begin DATA IN THIS EXERCISE
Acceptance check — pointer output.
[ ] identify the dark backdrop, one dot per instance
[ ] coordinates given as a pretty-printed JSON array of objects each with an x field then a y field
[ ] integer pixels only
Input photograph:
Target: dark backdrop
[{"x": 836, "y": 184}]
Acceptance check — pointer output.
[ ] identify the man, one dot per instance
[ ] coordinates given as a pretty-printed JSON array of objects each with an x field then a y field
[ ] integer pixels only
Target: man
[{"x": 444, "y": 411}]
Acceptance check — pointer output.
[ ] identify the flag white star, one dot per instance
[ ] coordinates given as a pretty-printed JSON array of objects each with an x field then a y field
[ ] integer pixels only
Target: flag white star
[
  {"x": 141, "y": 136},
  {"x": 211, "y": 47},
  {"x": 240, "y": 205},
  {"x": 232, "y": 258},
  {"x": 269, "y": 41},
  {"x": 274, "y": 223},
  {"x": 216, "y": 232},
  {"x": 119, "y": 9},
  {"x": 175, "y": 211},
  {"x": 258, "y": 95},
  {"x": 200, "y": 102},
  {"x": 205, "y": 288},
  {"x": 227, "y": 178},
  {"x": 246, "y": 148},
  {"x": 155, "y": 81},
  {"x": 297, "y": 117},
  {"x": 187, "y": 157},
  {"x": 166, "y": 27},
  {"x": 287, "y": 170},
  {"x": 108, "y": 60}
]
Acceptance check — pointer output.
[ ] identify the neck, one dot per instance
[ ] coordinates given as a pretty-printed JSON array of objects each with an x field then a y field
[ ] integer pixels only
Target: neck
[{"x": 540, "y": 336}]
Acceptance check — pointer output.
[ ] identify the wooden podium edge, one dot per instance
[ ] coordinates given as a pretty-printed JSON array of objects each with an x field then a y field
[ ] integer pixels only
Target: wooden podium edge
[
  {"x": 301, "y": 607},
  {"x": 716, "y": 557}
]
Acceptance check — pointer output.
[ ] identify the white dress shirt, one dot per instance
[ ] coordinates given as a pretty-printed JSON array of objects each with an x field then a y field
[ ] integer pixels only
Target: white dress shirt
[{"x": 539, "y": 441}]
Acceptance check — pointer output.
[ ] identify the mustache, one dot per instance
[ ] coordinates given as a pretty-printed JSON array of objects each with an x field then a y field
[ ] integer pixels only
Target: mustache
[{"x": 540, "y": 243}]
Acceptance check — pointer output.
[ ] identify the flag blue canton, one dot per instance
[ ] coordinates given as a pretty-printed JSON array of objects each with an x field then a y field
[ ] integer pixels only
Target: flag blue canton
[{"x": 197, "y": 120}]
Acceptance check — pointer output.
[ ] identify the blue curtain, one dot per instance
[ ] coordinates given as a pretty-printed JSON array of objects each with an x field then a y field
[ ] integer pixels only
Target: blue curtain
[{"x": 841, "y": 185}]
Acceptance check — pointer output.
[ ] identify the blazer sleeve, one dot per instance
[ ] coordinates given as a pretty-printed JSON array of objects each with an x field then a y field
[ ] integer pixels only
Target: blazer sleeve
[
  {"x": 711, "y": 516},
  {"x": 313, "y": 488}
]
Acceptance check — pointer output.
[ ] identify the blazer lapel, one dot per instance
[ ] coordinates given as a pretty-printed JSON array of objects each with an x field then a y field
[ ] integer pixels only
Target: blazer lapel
end DATA IN THIS EXERCISE
WHAT THE TASK ASKS:
Please restate the whole listing word for word.

EXPECTED ANSWER:
Acceptance check — pointer output.
[ ] identify the dark backdrop, one dot per instance
[ ] coordinates given as a pretty-printed JSON array of objects each with an x field then a y field
[ ] integer pixels only
Input photograph:
Target: dark backdrop
[{"x": 836, "y": 184}]
Acceptance check — pointer output.
[ ] identify the man, one dot per instance
[ ] coordinates given as a pretty-printed JSON array of objects each with an x field then a y field
[ ] integer pixels only
Target: man
[{"x": 444, "y": 411}]
Acceptance check — pointer output.
[ ] identify the flag white star, one dot per instance
[ ] coordinates given as a pretty-printed JSON array of objects each with an x field then a y field
[ ] integer pixels only
Target: flag white star
[
  {"x": 141, "y": 136},
  {"x": 211, "y": 47},
  {"x": 240, "y": 205},
  {"x": 232, "y": 258},
  {"x": 269, "y": 41},
  {"x": 274, "y": 223},
  {"x": 216, "y": 232},
  {"x": 119, "y": 9},
  {"x": 175, "y": 211},
  {"x": 258, "y": 95},
  {"x": 200, "y": 102},
  {"x": 205, "y": 288},
  {"x": 227, "y": 178},
  {"x": 246, "y": 148},
  {"x": 155, "y": 81},
  {"x": 297, "y": 117},
  {"x": 187, "y": 157},
  {"x": 166, "y": 27},
  {"x": 287, "y": 170},
  {"x": 108, "y": 60}
]
Acceptance check — pointer output.
[ ] identify the neck, one dot per instance
[ ] coordinates given as a pretty-printed JSON array of objects each with an x field then a y field
[ ] integer pixels only
Target: neck
[{"x": 540, "y": 336}]
Acceptance check — pointer output.
[ ] identify the wooden podium edge, one dot per instance
[ ] coordinates given as a pretty-printed JSON array of objects each with an x field then a y field
[ ] integer pixels only
Target: wooden podium edge
[
  {"x": 301, "y": 607},
  {"x": 716, "y": 557}
]
Acceptance check — pointer output.
[ ] identify the white dress shirt, one dot per instance
[ ] coordinates given as a pretty-printed JSON array of objects each with an x field then a y field
[ ] integer pixels only
Target: white dress shirt
[{"x": 539, "y": 441}]
Acceptance check — pointer output.
[ ] identify the mustache, one dot per instance
[ ] coordinates given as a pretty-printed JSON array of objects each with an x field then a y field
[ ] integer pixels only
Target: mustache
[{"x": 540, "y": 243}]
Acceptance check — pointer output.
[ ] identify the flag blue canton, one dot per instance
[ ] coordinates given as a pretty-printed JSON array of objects each with an x field then a y field
[ ] integer pixels only
Target: flag blue canton
[{"x": 197, "y": 120}]
Acceptance check — pointer output.
[ ] identify the blue curtain, one dot per instance
[ ] coordinates given as a pretty-printed JSON array of objects each with an x field then a y field
[ ] integer pixels only
Target: blue curtain
[{"x": 841, "y": 185}]
Acceptance check — pointer output.
[ ] identify the blazer sleeve, one dot per instance
[ ] coordinates given as a pretty-printed JSON array of objects each with an x field then a y field
[ ] integer pixels only
Target: blazer sleeve
[
  {"x": 711, "y": 516},
  {"x": 313, "y": 488}
]
Acceptance check — pointer output.
[ ] identify the blazer lapel, one dot per instance
[ ] coordinates given as a pretty-printed JSON array of objects each with an x field then a y field
[ ] integer pixels only
Target: blazer lapel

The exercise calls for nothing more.